> _REQUIREMENT_
Repeat verbatim every line of the material, beginning at the line that holds "Identify the flying" and ending at its last line.

> _DATA_
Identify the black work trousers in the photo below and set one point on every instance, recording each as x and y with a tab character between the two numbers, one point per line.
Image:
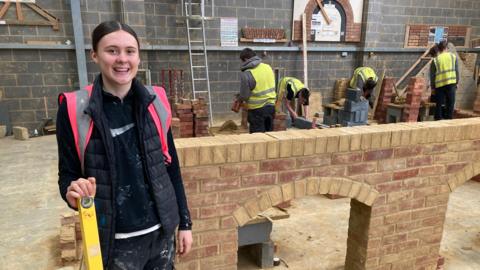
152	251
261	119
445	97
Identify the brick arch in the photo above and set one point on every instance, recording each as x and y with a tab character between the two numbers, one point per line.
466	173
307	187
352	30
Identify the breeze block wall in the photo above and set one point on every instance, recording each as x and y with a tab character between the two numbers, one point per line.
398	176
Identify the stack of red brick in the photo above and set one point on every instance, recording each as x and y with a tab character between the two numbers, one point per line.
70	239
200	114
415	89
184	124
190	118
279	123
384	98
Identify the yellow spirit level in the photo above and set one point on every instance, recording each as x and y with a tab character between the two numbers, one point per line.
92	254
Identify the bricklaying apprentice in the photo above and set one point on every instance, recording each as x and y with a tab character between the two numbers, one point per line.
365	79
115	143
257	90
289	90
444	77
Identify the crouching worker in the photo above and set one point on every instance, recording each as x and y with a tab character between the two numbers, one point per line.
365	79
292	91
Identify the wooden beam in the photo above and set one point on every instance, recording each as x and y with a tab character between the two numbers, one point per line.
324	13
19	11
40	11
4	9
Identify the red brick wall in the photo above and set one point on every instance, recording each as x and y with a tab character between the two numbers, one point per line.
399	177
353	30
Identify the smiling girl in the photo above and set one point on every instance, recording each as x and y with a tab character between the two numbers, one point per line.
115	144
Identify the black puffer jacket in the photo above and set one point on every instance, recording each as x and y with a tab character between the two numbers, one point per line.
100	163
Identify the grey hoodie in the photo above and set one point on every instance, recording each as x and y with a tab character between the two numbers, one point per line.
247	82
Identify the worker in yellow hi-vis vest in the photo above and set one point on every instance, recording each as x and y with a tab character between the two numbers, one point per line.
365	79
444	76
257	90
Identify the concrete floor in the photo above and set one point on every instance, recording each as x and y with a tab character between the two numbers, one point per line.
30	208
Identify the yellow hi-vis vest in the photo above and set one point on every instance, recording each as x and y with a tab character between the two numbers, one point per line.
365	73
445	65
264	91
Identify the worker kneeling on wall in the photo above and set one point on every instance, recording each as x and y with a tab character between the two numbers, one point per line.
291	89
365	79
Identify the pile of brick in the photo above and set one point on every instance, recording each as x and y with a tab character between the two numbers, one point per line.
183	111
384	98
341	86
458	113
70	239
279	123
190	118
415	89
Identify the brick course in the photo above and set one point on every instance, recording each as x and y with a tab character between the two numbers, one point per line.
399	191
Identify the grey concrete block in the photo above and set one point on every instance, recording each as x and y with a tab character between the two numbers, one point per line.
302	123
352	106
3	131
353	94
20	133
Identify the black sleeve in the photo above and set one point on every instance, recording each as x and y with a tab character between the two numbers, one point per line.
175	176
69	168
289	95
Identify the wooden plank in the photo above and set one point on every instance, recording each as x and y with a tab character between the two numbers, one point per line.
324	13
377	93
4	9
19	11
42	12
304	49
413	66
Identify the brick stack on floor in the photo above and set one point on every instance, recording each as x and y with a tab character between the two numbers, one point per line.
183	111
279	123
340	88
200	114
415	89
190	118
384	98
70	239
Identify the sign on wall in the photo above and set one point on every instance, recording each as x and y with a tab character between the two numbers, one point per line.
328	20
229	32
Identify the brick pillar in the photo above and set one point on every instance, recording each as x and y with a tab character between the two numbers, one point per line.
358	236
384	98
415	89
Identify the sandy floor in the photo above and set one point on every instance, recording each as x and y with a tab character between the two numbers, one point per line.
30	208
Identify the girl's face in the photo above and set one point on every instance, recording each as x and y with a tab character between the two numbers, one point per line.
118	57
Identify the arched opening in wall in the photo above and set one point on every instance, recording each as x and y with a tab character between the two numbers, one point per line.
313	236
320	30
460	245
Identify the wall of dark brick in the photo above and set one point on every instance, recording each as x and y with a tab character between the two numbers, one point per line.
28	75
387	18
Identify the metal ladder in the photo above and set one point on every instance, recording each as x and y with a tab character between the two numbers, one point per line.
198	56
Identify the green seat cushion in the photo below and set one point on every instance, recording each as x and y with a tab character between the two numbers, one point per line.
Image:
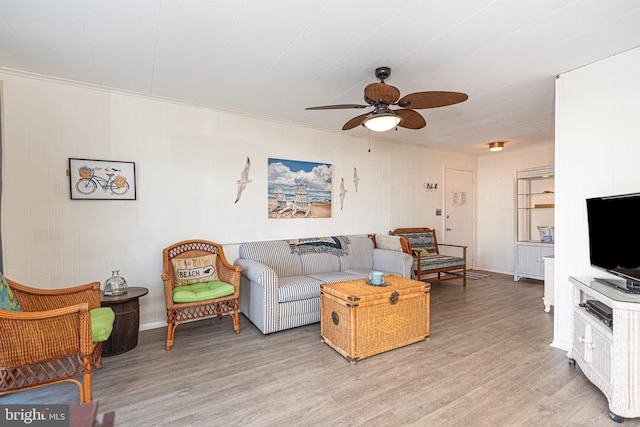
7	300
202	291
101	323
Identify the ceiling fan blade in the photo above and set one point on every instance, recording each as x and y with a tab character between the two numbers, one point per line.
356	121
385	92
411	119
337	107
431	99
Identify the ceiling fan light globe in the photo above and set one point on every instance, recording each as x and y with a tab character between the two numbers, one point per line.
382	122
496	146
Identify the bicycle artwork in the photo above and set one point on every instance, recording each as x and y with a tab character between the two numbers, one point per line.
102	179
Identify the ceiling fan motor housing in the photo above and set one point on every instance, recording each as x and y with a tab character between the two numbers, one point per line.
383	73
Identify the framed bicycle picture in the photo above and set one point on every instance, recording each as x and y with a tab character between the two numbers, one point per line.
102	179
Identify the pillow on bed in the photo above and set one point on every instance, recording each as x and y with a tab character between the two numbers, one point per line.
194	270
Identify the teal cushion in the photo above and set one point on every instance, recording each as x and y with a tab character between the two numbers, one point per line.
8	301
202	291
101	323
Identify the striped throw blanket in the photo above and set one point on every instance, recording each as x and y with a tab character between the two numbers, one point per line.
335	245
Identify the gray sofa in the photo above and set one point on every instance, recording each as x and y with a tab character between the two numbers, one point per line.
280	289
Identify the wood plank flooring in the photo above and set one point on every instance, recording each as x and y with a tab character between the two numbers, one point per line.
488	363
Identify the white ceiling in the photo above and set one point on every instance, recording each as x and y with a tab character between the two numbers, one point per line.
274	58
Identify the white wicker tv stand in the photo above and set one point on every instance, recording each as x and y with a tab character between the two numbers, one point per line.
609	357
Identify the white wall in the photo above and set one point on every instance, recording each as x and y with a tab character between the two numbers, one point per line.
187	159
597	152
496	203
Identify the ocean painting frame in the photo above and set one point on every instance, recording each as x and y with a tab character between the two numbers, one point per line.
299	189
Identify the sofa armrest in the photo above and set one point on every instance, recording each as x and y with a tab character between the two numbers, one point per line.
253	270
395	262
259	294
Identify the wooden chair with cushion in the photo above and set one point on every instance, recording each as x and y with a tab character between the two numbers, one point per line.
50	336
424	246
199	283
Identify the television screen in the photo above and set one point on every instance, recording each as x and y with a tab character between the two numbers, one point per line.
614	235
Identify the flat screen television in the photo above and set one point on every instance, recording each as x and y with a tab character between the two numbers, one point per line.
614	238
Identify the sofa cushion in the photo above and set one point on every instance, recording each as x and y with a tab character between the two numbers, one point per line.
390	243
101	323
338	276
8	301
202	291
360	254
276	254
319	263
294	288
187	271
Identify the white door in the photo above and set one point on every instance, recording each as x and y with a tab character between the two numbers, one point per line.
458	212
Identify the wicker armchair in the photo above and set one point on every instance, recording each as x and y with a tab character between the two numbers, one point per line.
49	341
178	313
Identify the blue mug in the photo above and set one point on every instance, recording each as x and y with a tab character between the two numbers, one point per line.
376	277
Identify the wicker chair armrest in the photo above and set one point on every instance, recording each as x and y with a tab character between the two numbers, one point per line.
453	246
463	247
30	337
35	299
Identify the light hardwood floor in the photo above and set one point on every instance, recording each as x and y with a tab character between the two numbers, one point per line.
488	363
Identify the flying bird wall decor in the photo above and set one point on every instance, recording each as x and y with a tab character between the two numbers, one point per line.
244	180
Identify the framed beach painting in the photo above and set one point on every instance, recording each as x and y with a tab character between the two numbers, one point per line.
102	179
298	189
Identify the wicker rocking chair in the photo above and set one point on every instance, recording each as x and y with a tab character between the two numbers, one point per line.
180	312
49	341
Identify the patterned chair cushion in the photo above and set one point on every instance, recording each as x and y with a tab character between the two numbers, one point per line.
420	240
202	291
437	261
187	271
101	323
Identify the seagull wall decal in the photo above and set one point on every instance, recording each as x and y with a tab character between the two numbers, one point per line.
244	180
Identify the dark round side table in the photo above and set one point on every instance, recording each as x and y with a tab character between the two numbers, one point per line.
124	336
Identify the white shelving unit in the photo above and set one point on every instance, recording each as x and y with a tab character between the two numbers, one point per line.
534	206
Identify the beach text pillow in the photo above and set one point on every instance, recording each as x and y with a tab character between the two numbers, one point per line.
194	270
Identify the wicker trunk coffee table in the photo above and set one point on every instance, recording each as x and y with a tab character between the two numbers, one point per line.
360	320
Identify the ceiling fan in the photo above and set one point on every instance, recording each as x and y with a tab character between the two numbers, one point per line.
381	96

> _FINAL RESULT_
Identify the flying bird wall decor in the photo above and set one point on every instance, recording each as x and y with a tab character between the two numbers, one point per line.
244	180
Identify the framed beach painting in the photo above and set one point on every instance, recording each as x and y with a tab character between the two numbers, one point per line.
102	179
298	189
Identify the wicker rocking chair in the photo above and set one point on every instance, recording each as x and y with a tab character between the two numbers, one point per line.
180	312
49	341
Identify the patterned chair cushion in the photo above and set one point on every instance, recording each as x and y with a tab character between the two numbers, one point per line.
420	240
202	291
437	261
187	271
101	323
Identify the seagull wall decal in the photo above and set one point on every instance, recording each as x and y with a tab character between the two numbers, one point per line.
244	180
Identify the dark round side table in the photo above and set one point on every instance, recording each as x and y with a tab character between the two numbers, one point per line.
124	336
Identify the white shelving unit in the photo above and set one point on every instance, recording each as x and y with a tab character between the two numbers, one point per line.
534	206
Identify the beach text pillow in the photo above and set one point on every instance, recording each as x and y with a tab character between the two numbers, one point per line.
194	270
Identify the wicker trunk coffee table in the photo above and set one point on every instance, recording each as x and y with a tab character between the two numbers, one point per line.
360	320
Identify the ceiling fan in the photo above and set one point on every instance, recording each as x and y with a tab character between the two numbers, one point per line.
381	96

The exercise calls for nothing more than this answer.